── DOCUMENT

On a recent visit to New York, I did a reading, and a lot of the chatter was about how something seems to be wrong in the literary star-making machine. Publicists keep pulling the usual levers and nothing seems to be happening. Journals ignore their publicity requests. Or if the articles get written, they don’t get shared. The books come out, and nobody talks about them. For instance, Taffy Brodesser-Akner has a new book out. I’m sure it’s excellent—nobody is talking about it.
The only books that’ve received significant attention in the last three months are Lauren Oyler’s No Judgments, Honor Levy’s My First Book, and Adelle Waldman’s Help Wanted. Of these, only the latter resembled a typical publicity cycle—the response was mixed, but respectful! The Oyler and Levy books were marked by vicious panning, of the like almost never seen in the last ten years.
It’s no accident that these two books attracted attention, because they were books you could talk about without actually reading them. In other words, they're the perfect books to discuss if your life is built around book discourse, but you haven't actually been able to read a book in months.
A lot of factors have been blamed for the failure of the typical hype machine—I think changes in the Twitter algorithm and user population are mostly to blame. There’s simply no way for someone like me to broadcast that they’ve read and enjoyed a book anymore.
But I think that, in part because of the loss of Twitter, people like me are simply not reading new releases anymore!
It’s a hard thing to put your finger on, but I know that I in particular have almost no desire to read even new releases that I’m fairly certain I’d enjoy. The only book anyone in my circles have talked about these last few months with the slightest excitement is Labatut’s latest, and he’s a foreign writer—not a part of the American writing scene at all (my book club picked The MANIAC for our next selection).1
I’ve remarked a few times how it’s strange that I’m much more (economically) valuable as a reader than as a writer. I have to give away my fiction essentially for free (and even then, the number of takers is limited), but if I choose to praise a contemporary literary novel I can probably make a material difference in how it’s received. As far as I can tell, there’s a circle of maybe ten or twenty thousand readers, who through reviews, word of mouth, tweets, substack posts, etc, more or less determine which novels will be the winners in the short-term reputational sweepstakes.

────
── PROVIDED INFORMATION

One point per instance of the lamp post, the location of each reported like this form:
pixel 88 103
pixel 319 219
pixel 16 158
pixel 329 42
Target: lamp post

────

- _TO BE DONE_
a - In the essay on the literary publicity machine, why did the Oyler and Levy books attract attention? Answer in one to three sentences.
b - Carry on the essay on the literary publicity machine from its final paragraph.

- _RESPONSES FOR EACH TASK_
a - They attracted attention because people could talk about them without actually reading them. That made them ideal for people whose lives revolve around book discourse but who have not been able to read a book in months.

b -
A friend of mine is prone to talking about the ‘average’ reader, and how there are a number of readers out there who read literary fiction more-or-less casually. They go into the bookstore, and they might pick up a book by Philip Roth or Kafka or Ben Lerner or Leslie Jamison, and if they like the writing, they’ll buy and read it.
I am just as prone to telling my friend that the opinion of this person (who I am sure exists!) matters not at all when it comes to our culture’s collective attempt to assign literary merit to contemporary authors. That’s because literary merit is determined by expert opinion, and you’re only accounted an expert if you’re in conversation with other experts. The more other experts respect your taste, the more say you get.
Although my stock as a writer has remained pretty flat over the years, my stock as an expert has increased substantially! And until recently I’ve done my part in the process of affirming the worth of several seasons worth of ‘It’ books. I read Luster. I read Real Life. I read Detransition, Baby. I read Sally Rooney’s first two books. I praised them all, both in public and in private conversations, reassuring others who were uncertain about their lasting quality. Brandon Taylor in particular, although a very popular writer amongst readers of literary fiction, is a polarizing writer amongst the literati. But I think his first book was quite honest and nuanced. And since I’m known as an inveterate hater, my opinion is respected.2
There’s a reason that people like me read new releases. We hope to see ourselves occupying that same frontage in LARB or BookForum someday, so we read the current occupants. Sometimes we hate on the current stuff, but we also have an equally strong instinct to praise it, simply to reassure ourselves that good stuff can sometimes make it. As aspirants to literary glory, we invest our psychic energy into the system that we hope to someday inherit.
Without that incentive, why would we bother? Books aren’t movies—you don’t need to race to see them in the theater. Why would we rush to read this summer’s book instead of last summer’s book? Fundamentally it’s a matter of fashion—we care to be in touch with fashion, because that allows us, to some extent, to determine fashion.
Of course the vast majority of us will never inherit the position we seek. Every week I meet young writers working on their first book. Often they’ve been in McSweeney’s or The Missouri Review or Best American, they’ve won the Stegner or Steinbeck, they’ve gone to Iowa or McDowell. They think they’re anointed. They think agents will fight over their manuscript.
Most of them are wrong, and I think increasingly they’re coming to realize that.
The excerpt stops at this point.